* BEGIN Data supplied *

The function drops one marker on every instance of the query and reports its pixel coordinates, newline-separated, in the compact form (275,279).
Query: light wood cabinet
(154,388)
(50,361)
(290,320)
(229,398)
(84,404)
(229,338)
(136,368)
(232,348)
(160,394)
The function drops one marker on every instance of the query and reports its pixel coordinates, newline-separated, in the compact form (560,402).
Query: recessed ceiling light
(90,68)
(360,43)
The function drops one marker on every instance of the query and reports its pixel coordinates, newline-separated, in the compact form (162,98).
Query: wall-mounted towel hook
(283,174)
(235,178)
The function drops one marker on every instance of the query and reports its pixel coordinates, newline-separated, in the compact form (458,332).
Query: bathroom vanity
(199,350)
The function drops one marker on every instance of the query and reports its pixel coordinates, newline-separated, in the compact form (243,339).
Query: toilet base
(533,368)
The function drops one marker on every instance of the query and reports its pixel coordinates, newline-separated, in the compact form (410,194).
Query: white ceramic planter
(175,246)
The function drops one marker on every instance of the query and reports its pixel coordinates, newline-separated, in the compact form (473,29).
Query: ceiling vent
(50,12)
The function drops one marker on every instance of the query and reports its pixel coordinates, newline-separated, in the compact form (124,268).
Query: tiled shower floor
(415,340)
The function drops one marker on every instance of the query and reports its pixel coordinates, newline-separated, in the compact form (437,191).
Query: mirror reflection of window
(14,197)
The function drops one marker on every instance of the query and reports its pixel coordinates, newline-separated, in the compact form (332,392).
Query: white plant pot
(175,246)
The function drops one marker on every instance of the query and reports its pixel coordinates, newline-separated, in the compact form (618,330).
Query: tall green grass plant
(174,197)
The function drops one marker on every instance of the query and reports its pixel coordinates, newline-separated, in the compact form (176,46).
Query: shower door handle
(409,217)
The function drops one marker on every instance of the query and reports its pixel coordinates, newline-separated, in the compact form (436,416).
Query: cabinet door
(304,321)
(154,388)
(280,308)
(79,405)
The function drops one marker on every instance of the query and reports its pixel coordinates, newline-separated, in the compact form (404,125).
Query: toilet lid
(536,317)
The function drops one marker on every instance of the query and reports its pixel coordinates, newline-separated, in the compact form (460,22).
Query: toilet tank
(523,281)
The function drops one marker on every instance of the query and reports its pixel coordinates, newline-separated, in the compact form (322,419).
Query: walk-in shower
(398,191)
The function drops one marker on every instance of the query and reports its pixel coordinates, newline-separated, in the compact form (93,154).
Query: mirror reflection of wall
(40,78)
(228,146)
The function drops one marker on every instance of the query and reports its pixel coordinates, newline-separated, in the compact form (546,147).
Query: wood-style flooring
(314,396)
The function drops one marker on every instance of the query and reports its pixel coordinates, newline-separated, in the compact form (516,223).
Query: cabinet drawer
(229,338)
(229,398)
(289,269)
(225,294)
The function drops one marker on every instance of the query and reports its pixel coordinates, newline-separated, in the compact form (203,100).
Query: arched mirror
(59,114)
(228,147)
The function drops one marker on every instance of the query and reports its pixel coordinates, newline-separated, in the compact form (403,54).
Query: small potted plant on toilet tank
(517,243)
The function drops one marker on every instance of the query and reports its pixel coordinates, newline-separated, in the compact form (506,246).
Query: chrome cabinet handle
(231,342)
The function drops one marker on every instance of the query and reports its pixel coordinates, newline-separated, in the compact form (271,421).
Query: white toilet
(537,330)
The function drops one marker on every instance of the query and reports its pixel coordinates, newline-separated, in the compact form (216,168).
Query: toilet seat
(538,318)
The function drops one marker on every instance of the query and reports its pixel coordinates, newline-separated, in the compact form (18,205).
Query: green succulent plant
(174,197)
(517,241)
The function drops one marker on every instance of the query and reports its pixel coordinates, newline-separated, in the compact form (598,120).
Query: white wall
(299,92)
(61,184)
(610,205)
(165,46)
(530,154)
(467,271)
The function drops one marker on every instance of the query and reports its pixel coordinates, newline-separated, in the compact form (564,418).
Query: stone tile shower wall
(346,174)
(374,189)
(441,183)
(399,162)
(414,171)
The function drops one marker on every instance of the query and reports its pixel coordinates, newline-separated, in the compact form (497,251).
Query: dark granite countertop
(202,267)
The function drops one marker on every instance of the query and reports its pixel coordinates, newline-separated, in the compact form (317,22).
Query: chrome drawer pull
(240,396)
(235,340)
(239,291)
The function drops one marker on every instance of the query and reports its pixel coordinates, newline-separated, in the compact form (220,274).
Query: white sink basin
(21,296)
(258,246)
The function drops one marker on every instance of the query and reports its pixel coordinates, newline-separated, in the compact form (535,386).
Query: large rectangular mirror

* END Data supplied *

* **Work to do**: Could you repeat every one of these items word for word?

* **Written solution**:
The function drops one marker on every instance of the query and reports its pixel coordinates, newline-separated, in the compact form (275,279).
Query: light wood cabinet
(154,388)
(50,361)
(290,320)
(229,398)
(84,404)
(229,338)
(136,368)
(232,348)
(160,394)
The function drops one marker on every instance of the query and reports its pixel coordinates, newline-separated, in the compact form (560,402).
Query: recessed ceiling light
(90,68)
(360,43)
The function drops one marker on every instance of the query and reports its pixel coordinates, newline-separated, in the compact form (162,98).
Query: wall-mounted towel hook
(283,174)
(235,178)
The function drops one marker on every instance of the query and reports its pixel coordinates, newline-separated, in the compact form (458,332).
Query: bathroom vanity
(199,350)
The function drops one marker on every instance of the query and reports its pixel coordinates, newline-separated, in the compact form (243,339).
Query: toilet base
(533,368)
The function drops one marker on every instance of the query and reports its pixel coordinates, newline-separated, in the compact form (410,194).
Query: white ceramic planter
(175,246)
The function drops one marker on every instance of the query and reports its pixel coordinates, newline-separated, in the compact form (473,29).
Query: ceiling vent
(50,12)
The function drops one marker on every instance of the query and reports its pixel coordinates, newline-separated, in the compact form (124,268).
Query: tiled shower floor
(415,340)
The function drops one marker on every instance of the query and reports its pixel coordinates, newline-separated, in the compact form (437,191).
Query: mirror reflection of window
(14,197)
The function drops one marker on every instance of the query and reports its pixel coordinates, newline-separated, in the compact form (332,392).
Query: white plant pot
(175,246)
The function drops one marker on every instance of the query and reports its pixel coordinates, newline-separated, in the compact form (618,330).
Query: tall green grass plant
(174,197)
The function drops one marker on every instance of the query and reports its pixel coordinates, newline-separated, in the compact form (176,46).
Query: shower door handle
(409,217)
The function drops one marker on every instance of the query and reports its pixel coordinates, newline-separated, in the compact form (436,416).
Query: cabinet door
(304,321)
(154,388)
(280,308)
(79,405)
The function drops one marker on every instance of the query and reports its pixel coordinates, newline-separated, in the compact form (404,125).
Query: toilet lid
(536,317)
The function drops one marker on every instance of the query and reports its pixel coordinates, newline-separated, in the compact form (460,22).
Query: toilet tank
(523,281)
The function drops one marker on every instance of the query and reports its pixel coordinates, newline-separated, in the compact form (322,419).
Query: walk-in shower
(398,191)
The function drops one marker on every instance of the query and reports its pixel coordinates, newline-separated, in the compact form (93,154).
Query: mirror reflection of wall
(40,78)
(228,146)
The function drops one marker on every instance of the query and reports its pixel coordinates, newline-separated, in the compact form (546,147).
Query: wood-style flooring
(314,396)
The function drops one marker on every instance of the query and reports its pixel coordinates, newline-separated, in the compact form (516,223).
Query: cabinet drawer
(229,338)
(229,398)
(289,269)
(225,294)
The function drops one marker on every instance of the query and reports its pixel coordinates, newline-separated, in the compact form (203,100).
Query: arched mirror
(59,114)
(228,147)
The function drops one marker on every instance of the query and reports its pixel coordinates, newline-separated, in the compact form (403,54).
Query: small potted plant on toilet tank
(517,243)
The function drops one marker on every instance of the query and reports its pixel coordinates, newline-separated, in the compact form (506,246).
Query: chrome cabinet handle
(231,342)
The function drops one marker on every instance of the query and reports its pixel coordinates, newline-separated, in the compact form (271,421).
Query: white toilet
(537,330)
The function drops one marker on every instance of the query and reports its pixel coordinates, newline-separated, in the compact form (216,168).
Query: toilet seat
(538,318)
The function drops one marker on every instance of the query and reports its pixel coordinates, newline-separated, in the compact form (18,205).
Query: green succulent plant
(174,197)
(517,241)
The function drops one marker on every instance of the query and reports its pixel coordinates, newline-separated, in the compact form (598,120).
Query: white wall
(299,92)
(61,184)
(610,205)
(165,46)
(530,154)
(467,271)
The function drops one marker on every instance of the query and reports its pixel coordinates, newline-separated, in the compact form (564,418).
Query: stone tile shower wall
(346,174)
(374,189)
(441,183)
(399,162)
(414,171)
The function drops one marker on every instance of the query and reports its pixel coordinates, newline-separated, in the compact form (497,251).
Query: dark granite countertop
(202,267)
The function drops one marker on every instance of the query and reports its pixel coordinates, newline-separated, in the compact form (317,22).
Query: chrome drawer pull
(240,396)
(235,340)
(239,291)
The function drops one marker on every instance of the query and reports its pixel coordinates, newline-separated, in the compact form (220,274).
Query: white sink basin
(21,296)
(258,246)
The function drops one marker on every instance of the query and reports its pixel coordinates, newline-separated, in the compact form (535,386).
Query: large rectangular mirror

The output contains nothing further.